WHAT IS REQUIRED: Reproduce the following lines word for word.

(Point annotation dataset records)

= = = =

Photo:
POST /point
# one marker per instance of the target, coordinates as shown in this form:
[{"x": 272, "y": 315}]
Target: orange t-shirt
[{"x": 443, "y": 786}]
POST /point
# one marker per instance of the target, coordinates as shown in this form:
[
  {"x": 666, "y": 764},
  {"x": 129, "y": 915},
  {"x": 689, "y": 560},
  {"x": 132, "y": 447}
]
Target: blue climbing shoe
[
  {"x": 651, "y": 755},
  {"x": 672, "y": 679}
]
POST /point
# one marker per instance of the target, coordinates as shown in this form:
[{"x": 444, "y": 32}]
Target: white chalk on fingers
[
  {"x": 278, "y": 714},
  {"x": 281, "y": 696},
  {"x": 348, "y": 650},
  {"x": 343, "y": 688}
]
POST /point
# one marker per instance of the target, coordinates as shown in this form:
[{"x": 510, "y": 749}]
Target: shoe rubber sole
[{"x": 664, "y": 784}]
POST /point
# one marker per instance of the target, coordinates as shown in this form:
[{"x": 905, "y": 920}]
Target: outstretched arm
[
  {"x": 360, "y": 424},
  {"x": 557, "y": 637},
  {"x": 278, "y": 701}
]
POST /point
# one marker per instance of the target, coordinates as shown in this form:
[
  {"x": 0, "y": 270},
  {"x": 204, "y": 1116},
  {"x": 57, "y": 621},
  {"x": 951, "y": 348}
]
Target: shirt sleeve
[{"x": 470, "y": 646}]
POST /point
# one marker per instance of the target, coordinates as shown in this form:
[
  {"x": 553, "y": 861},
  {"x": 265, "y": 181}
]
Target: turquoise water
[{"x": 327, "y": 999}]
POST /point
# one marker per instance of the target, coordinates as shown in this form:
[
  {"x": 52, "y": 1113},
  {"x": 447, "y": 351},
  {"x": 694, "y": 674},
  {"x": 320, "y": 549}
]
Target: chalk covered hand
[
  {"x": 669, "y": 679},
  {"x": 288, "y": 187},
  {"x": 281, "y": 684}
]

= = = =

EXERCISE RESULT:
Photo:
POST /point
# one marker per instance of the target, coordinates as shown in this form:
[{"x": 272, "y": 315}]
Target: orange t-shirt
[{"x": 443, "y": 786}]
POST /point
# one marker per instance of the target, coordinates as shown in this form:
[
  {"x": 666, "y": 764},
  {"x": 129, "y": 915},
  {"x": 689, "y": 560},
  {"x": 132, "y": 447}
]
Target: blue climbing shoe
[
  {"x": 651, "y": 755},
  {"x": 672, "y": 679}
]
POST /point
# one marker per instance of the target, coordinates as shown in this form:
[{"x": 444, "y": 32}]
Target: white chalk on fingers
[
  {"x": 278, "y": 714},
  {"x": 281, "y": 696},
  {"x": 348, "y": 650},
  {"x": 343, "y": 688}
]
POST /point
# one marker per instance of the target, coordinates as shown in this form:
[{"x": 510, "y": 749}]
Target: shoe rubber sole
[{"x": 664, "y": 784}]
POST /point
# one marker per instance of the target, coordinates as shown in this form:
[{"x": 905, "y": 920}]
Target: outstretched arm
[
  {"x": 360, "y": 424},
  {"x": 557, "y": 637},
  {"x": 278, "y": 701}
]
POST /point
# one marker per instance of the target, coordinates as shown in this form:
[
  {"x": 0, "y": 270},
  {"x": 204, "y": 1116},
  {"x": 57, "y": 621},
  {"x": 951, "y": 348}
]
Target: shirt sleeve
[{"x": 470, "y": 646}]
POST /point
# one marker per instance of the target, coordinates as shown in this form:
[
  {"x": 553, "y": 861},
  {"x": 265, "y": 181}
]
Target: turquoise water
[{"x": 327, "y": 999}]
POST /point
# one marker per instance of the target, coordinates as shown in this form:
[
  {"x": 52, "y": 1113},
  {"x": 447, "y": 351},
  {"x": 694, "y": 674},
  {"x": 320, "y": 549}
]
Target: chalk covered hand
[
  {"x": 669, "y": 679},
  {"x": 288, "y": 187},
  {"x": 281, "y": 684}
]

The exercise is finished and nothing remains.